━━ Entries provided ━━
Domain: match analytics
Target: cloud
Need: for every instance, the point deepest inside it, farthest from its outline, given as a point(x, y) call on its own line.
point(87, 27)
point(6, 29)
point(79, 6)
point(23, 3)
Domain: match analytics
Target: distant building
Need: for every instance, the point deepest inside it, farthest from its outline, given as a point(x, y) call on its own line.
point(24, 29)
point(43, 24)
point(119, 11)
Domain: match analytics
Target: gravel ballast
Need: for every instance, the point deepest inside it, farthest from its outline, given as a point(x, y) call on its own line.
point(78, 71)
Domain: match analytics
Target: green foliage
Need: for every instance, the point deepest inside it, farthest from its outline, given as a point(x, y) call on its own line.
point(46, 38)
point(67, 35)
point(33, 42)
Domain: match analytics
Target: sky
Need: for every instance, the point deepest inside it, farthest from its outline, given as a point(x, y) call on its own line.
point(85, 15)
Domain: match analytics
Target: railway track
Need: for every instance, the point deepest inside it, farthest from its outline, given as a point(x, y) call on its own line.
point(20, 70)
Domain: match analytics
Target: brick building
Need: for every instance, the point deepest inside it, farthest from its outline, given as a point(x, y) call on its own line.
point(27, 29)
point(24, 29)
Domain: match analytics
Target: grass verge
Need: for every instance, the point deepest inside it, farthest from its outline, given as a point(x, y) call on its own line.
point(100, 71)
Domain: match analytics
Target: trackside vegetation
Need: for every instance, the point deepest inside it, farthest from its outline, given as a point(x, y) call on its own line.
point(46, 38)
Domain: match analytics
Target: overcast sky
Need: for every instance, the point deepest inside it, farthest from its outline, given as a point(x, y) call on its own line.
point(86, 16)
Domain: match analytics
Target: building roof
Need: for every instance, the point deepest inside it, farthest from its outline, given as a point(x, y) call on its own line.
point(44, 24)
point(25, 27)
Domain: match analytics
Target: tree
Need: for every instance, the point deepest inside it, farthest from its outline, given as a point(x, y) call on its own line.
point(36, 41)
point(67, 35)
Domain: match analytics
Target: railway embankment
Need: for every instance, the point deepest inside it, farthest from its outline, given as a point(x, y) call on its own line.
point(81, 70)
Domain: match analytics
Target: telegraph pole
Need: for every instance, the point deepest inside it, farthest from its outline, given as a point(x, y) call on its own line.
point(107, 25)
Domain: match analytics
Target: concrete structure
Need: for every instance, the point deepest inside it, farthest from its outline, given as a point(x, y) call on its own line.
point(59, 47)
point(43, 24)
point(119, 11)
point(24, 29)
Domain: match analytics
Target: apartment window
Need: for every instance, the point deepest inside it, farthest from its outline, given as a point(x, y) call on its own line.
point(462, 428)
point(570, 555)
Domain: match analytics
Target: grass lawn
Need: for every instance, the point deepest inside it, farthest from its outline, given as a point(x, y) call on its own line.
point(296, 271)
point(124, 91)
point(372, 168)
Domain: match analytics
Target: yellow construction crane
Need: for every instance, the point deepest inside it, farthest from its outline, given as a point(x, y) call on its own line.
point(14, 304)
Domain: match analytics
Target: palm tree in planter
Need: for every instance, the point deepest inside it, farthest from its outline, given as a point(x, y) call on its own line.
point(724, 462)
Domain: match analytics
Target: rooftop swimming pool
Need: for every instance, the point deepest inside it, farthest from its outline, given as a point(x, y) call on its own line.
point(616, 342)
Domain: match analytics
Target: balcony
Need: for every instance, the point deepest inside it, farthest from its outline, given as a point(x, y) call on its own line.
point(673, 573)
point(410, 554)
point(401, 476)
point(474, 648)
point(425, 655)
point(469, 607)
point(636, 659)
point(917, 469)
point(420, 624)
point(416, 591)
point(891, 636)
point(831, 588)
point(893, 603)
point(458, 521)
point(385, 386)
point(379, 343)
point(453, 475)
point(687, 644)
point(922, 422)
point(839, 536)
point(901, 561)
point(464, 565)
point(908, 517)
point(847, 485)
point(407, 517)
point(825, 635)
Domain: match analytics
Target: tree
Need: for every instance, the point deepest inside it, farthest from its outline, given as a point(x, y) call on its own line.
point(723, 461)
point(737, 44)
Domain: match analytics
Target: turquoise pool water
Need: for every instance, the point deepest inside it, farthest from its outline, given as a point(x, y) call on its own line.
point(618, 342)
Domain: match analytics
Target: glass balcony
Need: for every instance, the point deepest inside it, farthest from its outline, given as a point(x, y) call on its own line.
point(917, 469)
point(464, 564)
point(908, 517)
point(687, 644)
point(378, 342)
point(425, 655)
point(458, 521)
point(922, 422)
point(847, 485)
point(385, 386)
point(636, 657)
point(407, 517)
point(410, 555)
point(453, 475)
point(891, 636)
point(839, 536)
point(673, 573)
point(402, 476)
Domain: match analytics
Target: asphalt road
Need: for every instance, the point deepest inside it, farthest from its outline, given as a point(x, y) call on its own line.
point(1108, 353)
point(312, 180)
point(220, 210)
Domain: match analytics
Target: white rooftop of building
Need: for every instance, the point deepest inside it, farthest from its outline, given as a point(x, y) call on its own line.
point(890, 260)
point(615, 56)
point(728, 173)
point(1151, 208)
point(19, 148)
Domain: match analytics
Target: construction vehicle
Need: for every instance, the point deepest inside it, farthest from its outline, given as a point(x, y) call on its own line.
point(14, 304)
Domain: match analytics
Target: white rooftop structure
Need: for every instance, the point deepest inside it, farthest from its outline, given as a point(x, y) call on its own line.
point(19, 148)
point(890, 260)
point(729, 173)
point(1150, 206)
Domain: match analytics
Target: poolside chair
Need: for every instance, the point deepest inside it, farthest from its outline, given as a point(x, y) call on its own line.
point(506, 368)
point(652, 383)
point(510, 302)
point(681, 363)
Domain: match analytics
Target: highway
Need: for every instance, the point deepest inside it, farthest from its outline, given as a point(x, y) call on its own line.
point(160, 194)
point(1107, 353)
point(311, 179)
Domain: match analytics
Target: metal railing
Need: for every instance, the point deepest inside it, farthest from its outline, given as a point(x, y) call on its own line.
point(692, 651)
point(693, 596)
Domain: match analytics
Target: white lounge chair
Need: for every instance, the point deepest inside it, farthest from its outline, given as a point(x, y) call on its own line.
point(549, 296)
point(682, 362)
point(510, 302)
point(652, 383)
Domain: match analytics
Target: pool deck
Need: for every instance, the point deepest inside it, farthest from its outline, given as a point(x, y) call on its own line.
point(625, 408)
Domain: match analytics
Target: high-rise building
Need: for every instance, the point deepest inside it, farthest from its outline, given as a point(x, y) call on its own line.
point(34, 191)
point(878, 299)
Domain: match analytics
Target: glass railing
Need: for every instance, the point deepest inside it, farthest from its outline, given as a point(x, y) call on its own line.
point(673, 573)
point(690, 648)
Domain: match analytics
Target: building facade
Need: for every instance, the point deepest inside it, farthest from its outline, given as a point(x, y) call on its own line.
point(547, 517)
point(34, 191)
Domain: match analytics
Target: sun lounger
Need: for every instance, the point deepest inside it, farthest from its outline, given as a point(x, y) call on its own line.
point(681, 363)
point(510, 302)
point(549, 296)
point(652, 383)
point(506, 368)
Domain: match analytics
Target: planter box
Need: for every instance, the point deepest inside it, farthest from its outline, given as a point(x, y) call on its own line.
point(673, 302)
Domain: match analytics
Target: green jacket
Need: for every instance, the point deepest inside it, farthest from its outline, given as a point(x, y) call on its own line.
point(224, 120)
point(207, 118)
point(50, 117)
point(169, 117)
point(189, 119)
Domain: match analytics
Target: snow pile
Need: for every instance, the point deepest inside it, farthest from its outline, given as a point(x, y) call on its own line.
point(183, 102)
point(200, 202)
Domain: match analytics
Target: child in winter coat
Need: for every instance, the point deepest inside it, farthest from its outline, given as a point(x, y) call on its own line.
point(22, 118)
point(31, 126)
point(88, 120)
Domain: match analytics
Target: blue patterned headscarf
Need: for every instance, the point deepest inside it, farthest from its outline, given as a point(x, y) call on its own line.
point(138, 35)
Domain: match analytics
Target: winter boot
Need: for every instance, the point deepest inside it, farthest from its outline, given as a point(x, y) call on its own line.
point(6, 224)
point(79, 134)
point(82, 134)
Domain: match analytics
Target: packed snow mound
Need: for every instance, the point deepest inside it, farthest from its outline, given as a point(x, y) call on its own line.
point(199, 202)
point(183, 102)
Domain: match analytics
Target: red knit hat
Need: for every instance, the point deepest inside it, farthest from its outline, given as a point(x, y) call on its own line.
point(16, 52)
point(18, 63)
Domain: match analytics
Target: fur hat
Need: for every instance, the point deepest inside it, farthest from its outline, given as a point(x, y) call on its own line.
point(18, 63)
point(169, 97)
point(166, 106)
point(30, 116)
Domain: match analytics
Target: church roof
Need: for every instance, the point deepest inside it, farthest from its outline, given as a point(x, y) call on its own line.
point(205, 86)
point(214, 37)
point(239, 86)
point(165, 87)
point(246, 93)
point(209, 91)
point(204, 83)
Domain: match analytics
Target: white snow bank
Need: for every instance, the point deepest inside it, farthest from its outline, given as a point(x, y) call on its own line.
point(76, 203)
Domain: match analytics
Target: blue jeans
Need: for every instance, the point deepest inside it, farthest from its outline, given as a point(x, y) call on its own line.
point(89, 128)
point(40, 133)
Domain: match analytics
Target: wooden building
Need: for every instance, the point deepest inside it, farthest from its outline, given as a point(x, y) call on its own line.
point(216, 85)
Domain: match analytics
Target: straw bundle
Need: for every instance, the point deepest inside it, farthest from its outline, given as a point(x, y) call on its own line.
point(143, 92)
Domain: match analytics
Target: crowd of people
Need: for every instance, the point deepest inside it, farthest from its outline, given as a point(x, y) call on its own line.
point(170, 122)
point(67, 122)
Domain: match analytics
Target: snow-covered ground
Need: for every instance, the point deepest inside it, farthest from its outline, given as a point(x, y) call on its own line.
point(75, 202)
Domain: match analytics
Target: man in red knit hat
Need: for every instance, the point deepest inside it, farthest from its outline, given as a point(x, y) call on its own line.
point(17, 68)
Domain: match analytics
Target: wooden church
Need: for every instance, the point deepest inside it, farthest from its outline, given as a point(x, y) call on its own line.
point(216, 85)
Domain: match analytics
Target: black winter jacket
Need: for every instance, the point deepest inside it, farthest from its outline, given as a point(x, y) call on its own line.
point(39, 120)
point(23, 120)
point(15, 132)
━━━
Extract every line of the records that contains the word "winter", and note that case counts.

# [Finished answer]
Target: child in winter coat
Target: winter boot
Target: black winter jacket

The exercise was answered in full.